Challenge:
Locate each line of the data below that contains the string "neck" and copy those lines. The match is case-sensitive.

Pointing dataset excerpts:
━━━━━━━━━━━━━━━━━━━━━━━━━━━━━━

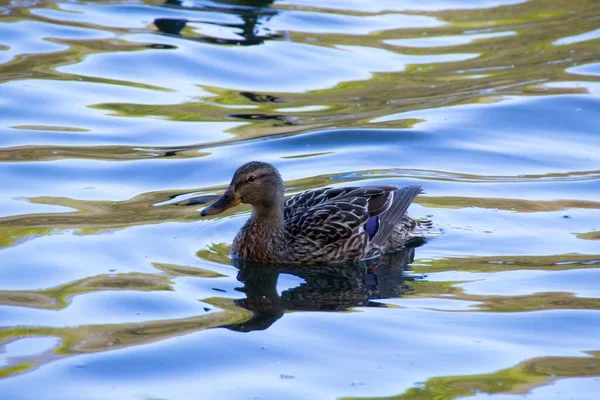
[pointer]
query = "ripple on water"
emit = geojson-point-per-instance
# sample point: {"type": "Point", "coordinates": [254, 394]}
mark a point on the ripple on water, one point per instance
{"type": "Point", "coordinates": [115, 114]}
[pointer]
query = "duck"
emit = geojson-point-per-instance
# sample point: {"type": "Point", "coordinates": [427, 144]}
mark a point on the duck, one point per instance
{"type": "Point", "coordinates": [327, 225]}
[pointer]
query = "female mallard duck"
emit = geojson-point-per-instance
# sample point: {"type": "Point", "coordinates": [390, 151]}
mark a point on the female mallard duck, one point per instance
{"type": "Point", "coordinates": [317, 226]}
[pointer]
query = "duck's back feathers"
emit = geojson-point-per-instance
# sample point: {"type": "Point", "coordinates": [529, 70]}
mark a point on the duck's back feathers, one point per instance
{"type": "Point", "coordinates": [346, 222]}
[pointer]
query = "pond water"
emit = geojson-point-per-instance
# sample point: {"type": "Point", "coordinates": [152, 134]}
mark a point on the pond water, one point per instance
{"type": "Point", "coordinates": [114, 113]}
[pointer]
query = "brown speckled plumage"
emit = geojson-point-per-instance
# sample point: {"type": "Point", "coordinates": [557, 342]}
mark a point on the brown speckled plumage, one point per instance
{"type": "Point", "coordinates": [316, 226]}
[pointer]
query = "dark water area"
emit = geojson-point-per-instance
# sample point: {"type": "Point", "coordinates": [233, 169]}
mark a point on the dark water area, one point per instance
{"type": "Point", "coordinates": [113, 114]}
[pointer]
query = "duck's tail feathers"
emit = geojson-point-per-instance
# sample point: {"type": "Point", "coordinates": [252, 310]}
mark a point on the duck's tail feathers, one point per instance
{"type": "Point", "coordinates": [425, 229]}
{"type": "Point", "coordinates": [403, 197]}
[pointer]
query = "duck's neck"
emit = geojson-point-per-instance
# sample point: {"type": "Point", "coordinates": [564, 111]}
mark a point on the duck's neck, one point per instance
{"type": "Point", "coordinates": [268, 216]}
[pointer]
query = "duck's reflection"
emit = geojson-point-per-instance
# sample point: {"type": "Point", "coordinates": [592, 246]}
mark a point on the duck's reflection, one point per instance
{"type": "Point", "coordinates": [325, 288]}
{"type": "Point", "coordinates": [249, 31]}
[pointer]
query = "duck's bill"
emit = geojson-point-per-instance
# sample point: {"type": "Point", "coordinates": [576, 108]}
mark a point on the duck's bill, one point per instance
{"type": "Point", "coordinates": [223, 203]}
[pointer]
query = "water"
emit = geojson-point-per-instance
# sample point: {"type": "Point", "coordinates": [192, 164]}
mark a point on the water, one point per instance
{"type": "Point", "coordinates": [114, 114]}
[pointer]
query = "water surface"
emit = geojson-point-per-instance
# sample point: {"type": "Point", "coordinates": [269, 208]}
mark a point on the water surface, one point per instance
{"type": "Point", "coordinates": [113, 114]}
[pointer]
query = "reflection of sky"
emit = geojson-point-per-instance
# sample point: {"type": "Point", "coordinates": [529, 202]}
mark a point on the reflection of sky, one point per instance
{"type": "Point", "coordinates": [263, 68]}
{"type": "Point", "coordinates": [401, 5]}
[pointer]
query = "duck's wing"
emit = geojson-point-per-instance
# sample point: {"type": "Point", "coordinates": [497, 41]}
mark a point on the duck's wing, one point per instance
{"type": "Point", "coordinates": [331, 215]}
{"type": "Point", "coordinates": [378, 197]}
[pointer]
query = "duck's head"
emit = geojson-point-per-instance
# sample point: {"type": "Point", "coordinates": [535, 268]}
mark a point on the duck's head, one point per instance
{"type": "Point", "coordinates": [256, 183]}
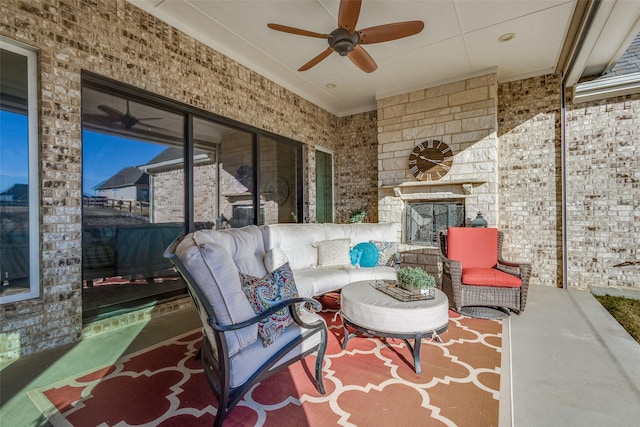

━━━━━━━━━━━━━━━━━━━━━━━━━━━━━━

Reply to the exercise:
query = "duck's neck"
mark a point on the duck's neck, one point per instance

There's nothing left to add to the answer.